> [Given problem]: Recast the lines below as a Markdown table with two columns, "Row" for the row number and "Entry" for the line, skipping any blank lines.

━━━━━ Given information ━━━━━

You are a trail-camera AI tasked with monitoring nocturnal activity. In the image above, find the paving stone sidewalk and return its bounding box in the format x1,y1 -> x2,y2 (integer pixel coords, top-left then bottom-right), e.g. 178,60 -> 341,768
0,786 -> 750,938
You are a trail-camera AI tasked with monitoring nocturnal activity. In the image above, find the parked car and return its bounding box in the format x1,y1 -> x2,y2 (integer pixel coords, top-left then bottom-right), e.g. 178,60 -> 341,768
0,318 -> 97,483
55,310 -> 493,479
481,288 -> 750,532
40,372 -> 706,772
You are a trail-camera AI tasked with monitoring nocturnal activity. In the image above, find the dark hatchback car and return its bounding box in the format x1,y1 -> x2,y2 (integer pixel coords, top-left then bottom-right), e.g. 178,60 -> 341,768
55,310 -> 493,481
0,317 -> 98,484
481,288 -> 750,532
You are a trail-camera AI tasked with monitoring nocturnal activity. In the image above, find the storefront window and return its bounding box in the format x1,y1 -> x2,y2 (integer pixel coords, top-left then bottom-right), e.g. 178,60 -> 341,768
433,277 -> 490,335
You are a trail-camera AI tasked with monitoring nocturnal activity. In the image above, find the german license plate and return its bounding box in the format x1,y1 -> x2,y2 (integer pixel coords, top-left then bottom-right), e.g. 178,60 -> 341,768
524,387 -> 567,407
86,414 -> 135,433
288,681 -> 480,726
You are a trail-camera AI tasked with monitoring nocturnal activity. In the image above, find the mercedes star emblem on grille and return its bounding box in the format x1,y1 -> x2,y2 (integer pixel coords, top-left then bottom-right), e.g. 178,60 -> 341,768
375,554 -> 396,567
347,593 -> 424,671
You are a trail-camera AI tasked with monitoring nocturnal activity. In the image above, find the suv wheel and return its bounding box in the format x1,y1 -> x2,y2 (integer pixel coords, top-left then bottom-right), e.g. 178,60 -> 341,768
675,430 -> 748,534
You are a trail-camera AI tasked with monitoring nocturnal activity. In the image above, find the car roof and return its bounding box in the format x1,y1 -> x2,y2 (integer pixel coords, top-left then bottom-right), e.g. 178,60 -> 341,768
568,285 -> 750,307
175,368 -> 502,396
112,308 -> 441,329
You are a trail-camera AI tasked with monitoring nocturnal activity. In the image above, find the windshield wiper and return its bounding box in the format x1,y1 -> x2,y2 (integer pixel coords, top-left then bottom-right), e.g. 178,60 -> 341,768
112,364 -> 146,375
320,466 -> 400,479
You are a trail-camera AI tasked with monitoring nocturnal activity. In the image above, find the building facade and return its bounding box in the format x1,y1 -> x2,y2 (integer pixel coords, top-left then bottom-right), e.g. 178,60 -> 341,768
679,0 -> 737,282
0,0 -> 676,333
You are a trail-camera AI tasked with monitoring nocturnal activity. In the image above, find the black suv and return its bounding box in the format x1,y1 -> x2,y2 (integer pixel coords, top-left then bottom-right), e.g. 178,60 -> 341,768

━━━━━

> [Answer to the task]:
| Row | Entry |
|---|---|
| 1 | You are a trail-camera AI tasked with monitoring nocturnal activity. In the image above, find the paving stone sidewalk and return its bounding box in the format x1,y1 -> x2,y2 (integer pixel coords, top-left then bottom-right), e.g. 178,60 -> 341,768 |
| 2 | 0,786 -> 750,938 |
| 3 | You are a trail-camera AI tasked with monitoring nocturnal activity. In the image above, find the parked car and return its bounding box in the format x1,y1 -> x2,y2 (integer pixel coords, top-left then bottom-right), e.g. 178,60 -> 341,768 |
| 4 | 0,318 -> 97,483 |
| 5 | 55,310 -> 493,479 |
| 6 | 481,288 -> 750,532 |
| 7 | 40,372 -> 706,772 |
| 8 | You are a trail-camera AI tasked with monitoring nocturnal activity. In the image above, find the dark hatchback car and return its bounding box in the format x1,y1 -> x2,y2 (integer pixel coords, top-left then bottom-right), e.g. 178,60 -> 341,768 |
| 9 | 55,310 -> 493,481 |
| 10 | 0,317 -> 98,484 |
| 11 | 481,288 -> 750,532 |
| 12 | You are a trail-camera AI tasked with monitoring nocturnal activity. In the image above, find the storefront window and return its bounding box in the format x1,y1 -> x2,y2 (integer pixel coords, top-left then bottom-right), e.g. 178,60 -> 341,768 |
| 13 | 433,277 -> 490,335 |
| 14 | You are a trail-camera AI tasked with monitoring nocturnal activity. In the image above, find the german license plate and return its bounding box in the format x1,y1 -> x2,y2 (integer pixel coords, top-left then bottom-right), e.g. 178,60 -> 341,768 |
| 15 | 524,387 -> 567,407 |
| 16 | 86,414 -> 135,433 |
| 17 | 288,681 -> 480,726 |
| 18 | You are a trail-camera AI tasked with monitoring nocturnal activity. In the image above, find the mercedes star emblem on grille and return its bounding box in the format x1,y1 -> x2,y2 (integer pixel coords, top-left then bottom-right), e.g. 178,60 -> 341,768 |
| 19 | 375,554 -> 396,567 |
| 20 | 347,593 -> 424,671 |
| 21 | You are a trail-camera AI tasked with monitoring nocturnal activity. In the image above, find the suv wheel and return its bounding box in the format x1,y1 -> x2,y2 (integer pixel coords, top-left then bottom-right), e.g. 178,60 -> 341,768 |
| 22 | 675,430 -> 748,534 |
| 23 | You are a trail-camera AI tasked with monitoring nocturnal activity. In the image above, find the car roof and return its bounding box in the format x1,y1 -> x2,y2 (integer pixel coords, top-left then bottom-right), e.g. 178,60 -> 341,768 |
| 24 | 568,285 -> 750,307 |
| 25 | 175,368 -> 502,396 |
| 26 | 112,308 -> 441,329 |
| 27 | You are a trail-camera AI tasked with monitoring nocturnal activity. In the image above, find the windshield wiper and return its bounding box in the format x1,y1 -> x2,y2 (integer pixel coords, top-left then bottom-right), e.g. 178,60 -> 341,768 |
| 28 | 112,364 -> 146,375 |
| 29 | 320,466 -> 400,479 |
| 30 | You are a trail-camera AI tasked with monitoring nocturnal activity. In the image above, find the building facade and return its bounding box in the format x1,y1 -> x2,y2 (integer pixel coords, top-left then bottom-right), e.g. 178,60 -> 341,768 |
| 31 | 679,0 -> 737,282 |
| 32 | 0,0 -> 676,333 |
| 33 | You are a trail-camera AI tasked with monitoring nocturnal activity. In the image above, find the black suv and return its bounding box in the format x1,y1 -> x2,y2 (integer pixel coords, top-left then bottom-right), e.g. 178,60 -> 341,768 |